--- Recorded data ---
:::
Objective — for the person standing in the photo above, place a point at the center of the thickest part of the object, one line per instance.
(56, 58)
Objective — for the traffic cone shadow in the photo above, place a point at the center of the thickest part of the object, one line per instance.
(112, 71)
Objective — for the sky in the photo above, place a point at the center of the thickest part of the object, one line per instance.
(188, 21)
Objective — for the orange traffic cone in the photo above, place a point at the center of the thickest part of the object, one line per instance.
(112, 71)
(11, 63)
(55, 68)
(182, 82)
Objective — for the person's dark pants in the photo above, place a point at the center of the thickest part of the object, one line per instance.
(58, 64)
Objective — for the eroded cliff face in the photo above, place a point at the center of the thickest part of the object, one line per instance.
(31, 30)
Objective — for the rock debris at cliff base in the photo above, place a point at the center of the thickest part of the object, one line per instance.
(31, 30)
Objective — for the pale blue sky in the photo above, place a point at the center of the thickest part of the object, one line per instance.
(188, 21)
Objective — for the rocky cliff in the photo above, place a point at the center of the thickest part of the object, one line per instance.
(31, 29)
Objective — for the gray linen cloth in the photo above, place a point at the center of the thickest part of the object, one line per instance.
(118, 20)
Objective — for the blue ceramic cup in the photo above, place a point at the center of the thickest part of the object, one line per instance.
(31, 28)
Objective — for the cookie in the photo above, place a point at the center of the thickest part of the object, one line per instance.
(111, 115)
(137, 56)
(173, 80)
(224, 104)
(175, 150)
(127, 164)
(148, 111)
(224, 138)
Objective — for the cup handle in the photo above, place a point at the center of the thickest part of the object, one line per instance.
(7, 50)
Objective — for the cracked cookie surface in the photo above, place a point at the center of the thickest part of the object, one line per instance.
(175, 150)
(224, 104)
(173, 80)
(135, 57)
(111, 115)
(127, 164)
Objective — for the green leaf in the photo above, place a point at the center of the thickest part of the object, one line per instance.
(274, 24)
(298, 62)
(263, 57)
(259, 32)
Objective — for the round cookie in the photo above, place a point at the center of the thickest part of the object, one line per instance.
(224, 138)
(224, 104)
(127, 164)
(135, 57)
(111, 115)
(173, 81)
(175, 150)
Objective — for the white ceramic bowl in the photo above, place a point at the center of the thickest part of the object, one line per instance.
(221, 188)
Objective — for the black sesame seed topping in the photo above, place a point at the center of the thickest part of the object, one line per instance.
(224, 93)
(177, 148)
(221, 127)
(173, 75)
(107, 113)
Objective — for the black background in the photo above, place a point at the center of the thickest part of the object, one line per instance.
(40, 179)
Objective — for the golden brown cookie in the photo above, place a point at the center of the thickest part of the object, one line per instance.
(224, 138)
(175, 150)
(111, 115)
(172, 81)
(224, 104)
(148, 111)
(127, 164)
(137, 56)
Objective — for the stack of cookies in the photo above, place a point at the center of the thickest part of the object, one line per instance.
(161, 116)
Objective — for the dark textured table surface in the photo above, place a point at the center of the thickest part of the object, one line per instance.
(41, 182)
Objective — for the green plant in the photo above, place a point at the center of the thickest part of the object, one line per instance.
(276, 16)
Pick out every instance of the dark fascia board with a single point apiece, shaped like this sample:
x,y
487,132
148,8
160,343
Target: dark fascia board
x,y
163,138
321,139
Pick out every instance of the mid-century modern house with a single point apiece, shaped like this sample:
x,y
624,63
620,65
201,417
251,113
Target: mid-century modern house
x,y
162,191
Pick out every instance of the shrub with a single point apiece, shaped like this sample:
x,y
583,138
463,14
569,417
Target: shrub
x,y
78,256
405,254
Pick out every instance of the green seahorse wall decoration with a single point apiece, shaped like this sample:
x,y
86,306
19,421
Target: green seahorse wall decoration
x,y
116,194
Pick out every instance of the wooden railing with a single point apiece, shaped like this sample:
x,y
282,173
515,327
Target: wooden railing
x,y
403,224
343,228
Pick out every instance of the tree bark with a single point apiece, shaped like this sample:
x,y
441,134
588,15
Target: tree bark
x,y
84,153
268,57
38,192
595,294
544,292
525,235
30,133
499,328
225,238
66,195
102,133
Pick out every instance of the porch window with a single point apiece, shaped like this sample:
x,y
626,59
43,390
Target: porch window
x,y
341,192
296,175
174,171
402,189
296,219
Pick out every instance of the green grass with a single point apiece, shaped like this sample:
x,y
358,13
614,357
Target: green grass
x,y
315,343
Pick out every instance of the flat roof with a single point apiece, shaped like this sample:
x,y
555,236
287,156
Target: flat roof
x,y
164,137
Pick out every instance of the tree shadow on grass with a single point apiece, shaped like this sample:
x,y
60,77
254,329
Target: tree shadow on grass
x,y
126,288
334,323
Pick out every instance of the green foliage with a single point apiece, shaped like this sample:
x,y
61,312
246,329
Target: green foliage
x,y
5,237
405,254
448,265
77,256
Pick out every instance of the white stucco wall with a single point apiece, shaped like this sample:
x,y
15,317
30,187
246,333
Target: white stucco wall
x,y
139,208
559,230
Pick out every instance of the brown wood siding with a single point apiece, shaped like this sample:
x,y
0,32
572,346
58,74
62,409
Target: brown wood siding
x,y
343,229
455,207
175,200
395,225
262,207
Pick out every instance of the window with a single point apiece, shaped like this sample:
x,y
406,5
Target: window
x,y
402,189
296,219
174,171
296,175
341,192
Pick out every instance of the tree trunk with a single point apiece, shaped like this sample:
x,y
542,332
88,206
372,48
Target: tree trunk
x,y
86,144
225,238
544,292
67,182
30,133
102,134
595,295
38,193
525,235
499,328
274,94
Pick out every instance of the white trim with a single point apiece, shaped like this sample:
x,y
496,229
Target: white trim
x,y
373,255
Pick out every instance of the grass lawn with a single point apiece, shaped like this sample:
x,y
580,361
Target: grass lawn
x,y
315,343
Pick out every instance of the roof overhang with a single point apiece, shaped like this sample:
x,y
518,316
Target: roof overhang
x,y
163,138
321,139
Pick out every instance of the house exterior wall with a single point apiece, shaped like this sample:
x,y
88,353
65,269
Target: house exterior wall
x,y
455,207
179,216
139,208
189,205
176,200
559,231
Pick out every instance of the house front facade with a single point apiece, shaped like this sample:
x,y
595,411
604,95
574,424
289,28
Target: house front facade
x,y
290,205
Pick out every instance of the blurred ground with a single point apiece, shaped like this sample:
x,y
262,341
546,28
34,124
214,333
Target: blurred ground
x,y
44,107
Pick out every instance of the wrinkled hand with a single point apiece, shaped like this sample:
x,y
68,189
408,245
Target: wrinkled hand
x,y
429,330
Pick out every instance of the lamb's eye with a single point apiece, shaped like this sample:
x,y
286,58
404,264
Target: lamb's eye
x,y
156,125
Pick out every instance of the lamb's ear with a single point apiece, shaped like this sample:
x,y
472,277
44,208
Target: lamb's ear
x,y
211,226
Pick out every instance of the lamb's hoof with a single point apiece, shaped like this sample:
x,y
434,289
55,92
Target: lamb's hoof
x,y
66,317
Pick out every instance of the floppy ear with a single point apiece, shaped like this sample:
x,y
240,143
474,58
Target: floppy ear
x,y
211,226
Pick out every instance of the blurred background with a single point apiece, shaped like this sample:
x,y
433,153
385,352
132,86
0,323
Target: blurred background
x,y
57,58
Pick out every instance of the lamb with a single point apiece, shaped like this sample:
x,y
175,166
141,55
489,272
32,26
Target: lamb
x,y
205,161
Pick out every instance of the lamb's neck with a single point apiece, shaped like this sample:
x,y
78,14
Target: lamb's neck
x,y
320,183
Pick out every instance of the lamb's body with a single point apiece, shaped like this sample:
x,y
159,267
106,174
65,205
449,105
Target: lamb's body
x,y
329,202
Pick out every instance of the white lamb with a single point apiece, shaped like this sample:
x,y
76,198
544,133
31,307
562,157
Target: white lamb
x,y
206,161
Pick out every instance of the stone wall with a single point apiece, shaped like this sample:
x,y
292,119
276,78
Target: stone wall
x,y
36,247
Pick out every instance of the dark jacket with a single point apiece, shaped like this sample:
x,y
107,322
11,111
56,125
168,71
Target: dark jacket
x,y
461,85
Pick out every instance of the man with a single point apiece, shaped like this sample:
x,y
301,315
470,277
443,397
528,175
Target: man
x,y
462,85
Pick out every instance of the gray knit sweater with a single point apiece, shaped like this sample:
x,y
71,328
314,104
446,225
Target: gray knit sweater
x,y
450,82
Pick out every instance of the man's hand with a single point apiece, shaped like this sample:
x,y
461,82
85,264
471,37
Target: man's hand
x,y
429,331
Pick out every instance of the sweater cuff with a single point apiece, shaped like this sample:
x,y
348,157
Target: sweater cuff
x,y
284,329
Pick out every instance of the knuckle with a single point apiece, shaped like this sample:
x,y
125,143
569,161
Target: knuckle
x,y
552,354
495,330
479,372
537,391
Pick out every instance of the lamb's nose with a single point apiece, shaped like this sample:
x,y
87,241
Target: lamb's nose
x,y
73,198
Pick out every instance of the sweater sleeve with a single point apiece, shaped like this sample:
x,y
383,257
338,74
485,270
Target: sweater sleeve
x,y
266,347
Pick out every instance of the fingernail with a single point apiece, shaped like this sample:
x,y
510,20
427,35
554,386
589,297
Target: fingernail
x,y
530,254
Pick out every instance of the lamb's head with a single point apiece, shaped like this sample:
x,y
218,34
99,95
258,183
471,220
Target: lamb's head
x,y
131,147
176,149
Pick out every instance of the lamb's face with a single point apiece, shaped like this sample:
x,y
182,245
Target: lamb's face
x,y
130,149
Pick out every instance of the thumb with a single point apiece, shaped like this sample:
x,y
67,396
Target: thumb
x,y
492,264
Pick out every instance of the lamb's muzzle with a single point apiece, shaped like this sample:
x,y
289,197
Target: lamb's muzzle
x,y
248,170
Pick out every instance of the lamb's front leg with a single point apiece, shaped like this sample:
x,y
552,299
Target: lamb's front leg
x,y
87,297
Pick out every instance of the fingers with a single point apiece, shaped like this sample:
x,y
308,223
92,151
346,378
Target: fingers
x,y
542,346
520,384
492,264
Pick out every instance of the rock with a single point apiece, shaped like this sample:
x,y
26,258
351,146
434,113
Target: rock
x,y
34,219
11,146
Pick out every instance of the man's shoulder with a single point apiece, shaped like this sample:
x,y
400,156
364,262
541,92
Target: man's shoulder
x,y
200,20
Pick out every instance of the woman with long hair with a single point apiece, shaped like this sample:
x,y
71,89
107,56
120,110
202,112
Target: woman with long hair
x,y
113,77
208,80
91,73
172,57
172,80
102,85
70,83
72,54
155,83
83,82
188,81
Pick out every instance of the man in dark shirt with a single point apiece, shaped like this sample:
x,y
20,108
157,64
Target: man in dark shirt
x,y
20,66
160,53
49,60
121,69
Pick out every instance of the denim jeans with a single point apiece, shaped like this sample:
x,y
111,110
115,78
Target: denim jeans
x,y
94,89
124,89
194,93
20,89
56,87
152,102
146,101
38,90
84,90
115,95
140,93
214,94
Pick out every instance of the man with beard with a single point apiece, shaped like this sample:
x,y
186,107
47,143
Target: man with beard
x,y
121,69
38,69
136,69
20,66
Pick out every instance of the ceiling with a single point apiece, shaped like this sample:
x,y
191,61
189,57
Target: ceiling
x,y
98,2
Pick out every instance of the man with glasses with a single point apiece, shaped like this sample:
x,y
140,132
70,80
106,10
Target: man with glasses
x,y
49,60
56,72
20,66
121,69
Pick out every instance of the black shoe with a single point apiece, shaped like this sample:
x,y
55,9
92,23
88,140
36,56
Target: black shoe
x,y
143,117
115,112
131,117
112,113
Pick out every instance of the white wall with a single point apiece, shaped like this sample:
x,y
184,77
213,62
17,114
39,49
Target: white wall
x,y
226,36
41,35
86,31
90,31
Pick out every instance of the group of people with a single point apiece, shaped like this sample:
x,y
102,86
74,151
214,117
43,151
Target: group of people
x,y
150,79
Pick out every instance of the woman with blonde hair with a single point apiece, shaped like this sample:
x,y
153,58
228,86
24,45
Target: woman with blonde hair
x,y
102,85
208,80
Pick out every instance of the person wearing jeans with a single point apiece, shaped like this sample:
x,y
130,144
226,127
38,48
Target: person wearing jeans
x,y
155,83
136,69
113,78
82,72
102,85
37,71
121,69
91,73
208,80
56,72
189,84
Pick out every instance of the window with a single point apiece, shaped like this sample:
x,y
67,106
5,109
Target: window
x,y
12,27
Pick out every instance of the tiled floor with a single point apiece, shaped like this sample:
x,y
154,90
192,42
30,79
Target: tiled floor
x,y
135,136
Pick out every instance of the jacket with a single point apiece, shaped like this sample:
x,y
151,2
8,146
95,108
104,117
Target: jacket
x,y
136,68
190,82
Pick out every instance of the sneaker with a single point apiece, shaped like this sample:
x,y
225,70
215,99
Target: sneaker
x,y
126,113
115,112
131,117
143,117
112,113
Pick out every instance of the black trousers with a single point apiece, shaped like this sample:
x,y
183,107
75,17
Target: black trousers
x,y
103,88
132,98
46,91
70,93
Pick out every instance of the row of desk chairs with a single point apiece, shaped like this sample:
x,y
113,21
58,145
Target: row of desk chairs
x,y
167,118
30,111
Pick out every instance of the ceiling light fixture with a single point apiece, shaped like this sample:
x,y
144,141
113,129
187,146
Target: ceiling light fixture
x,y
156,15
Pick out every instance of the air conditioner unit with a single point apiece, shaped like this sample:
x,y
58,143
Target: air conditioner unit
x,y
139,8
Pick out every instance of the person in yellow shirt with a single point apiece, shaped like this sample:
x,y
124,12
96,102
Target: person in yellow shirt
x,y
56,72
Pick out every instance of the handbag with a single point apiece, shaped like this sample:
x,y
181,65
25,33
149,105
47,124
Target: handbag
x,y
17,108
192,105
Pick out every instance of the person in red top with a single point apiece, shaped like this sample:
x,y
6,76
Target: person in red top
:::
--- EXERCISE PROMPT ---
Go back to the data above and please quote exactly, and only, the lines from the line with "Pick out every instance of the tiled" through its last line.

--- EXERCISE SOLUTION ---
Pick out every instance of the tiled floor with a single point apiece, shaped like this sample:
x,y
154,90
192,42
30,79
Target: tiled floor
x,y
135,136
Pick out every instance of the jacket with a single point apiece, shaped like this sample:
x,y
151,2
8,146
95,108
104,117
Target: jacket
x,y
136,68
190,82
Pick out every instance of the sneaker with a single point apiece, shaped like this sample:
x,y
225,70
215,99
Target: sneaker
x,y
126,113
115,112
131,117
143,117
112,113
Pick out every instance of the black trousers with a single point apiece, shaped like this sample:
x,y
183,107
75,17
Target: black trousers
x,y
103,88
132,98
46,91
70,93
Pick out every instance of the row of desk chairs with a single point apiece, shaped like this sample:
x,y
113,21
58,145
Target: row of desk chairs
x,y
167,118
30,111
Pick out every instance of the ceiling light fixture with a single point apiece, shaped like this sample:
x,y
144,141
113,129
187,146
Target: ceiling light fixture
x,y
156,15
Pick out every instance of the air conditioner unit with a single point apiece, shaped like this sample:
x,y
58,143
Target: air conditioner unit
x,y
139,8
Pick out every instance of the person in yellow shirt with a single point apiece, shaped like this sample:
x,y
124,12
96,102
Target: person in yellow shirt
x,y
56,72
Pick out every instance of the handbag with a single point apiece, shaped like this sample:
x,y
181,65
25,33
149,105
47,124
Target: handbag
x,y
17,108
192,105
Pick out every instance of the person in red top with a single point apiece, shaped like this sample:
x,y
6,76
Target: person in red top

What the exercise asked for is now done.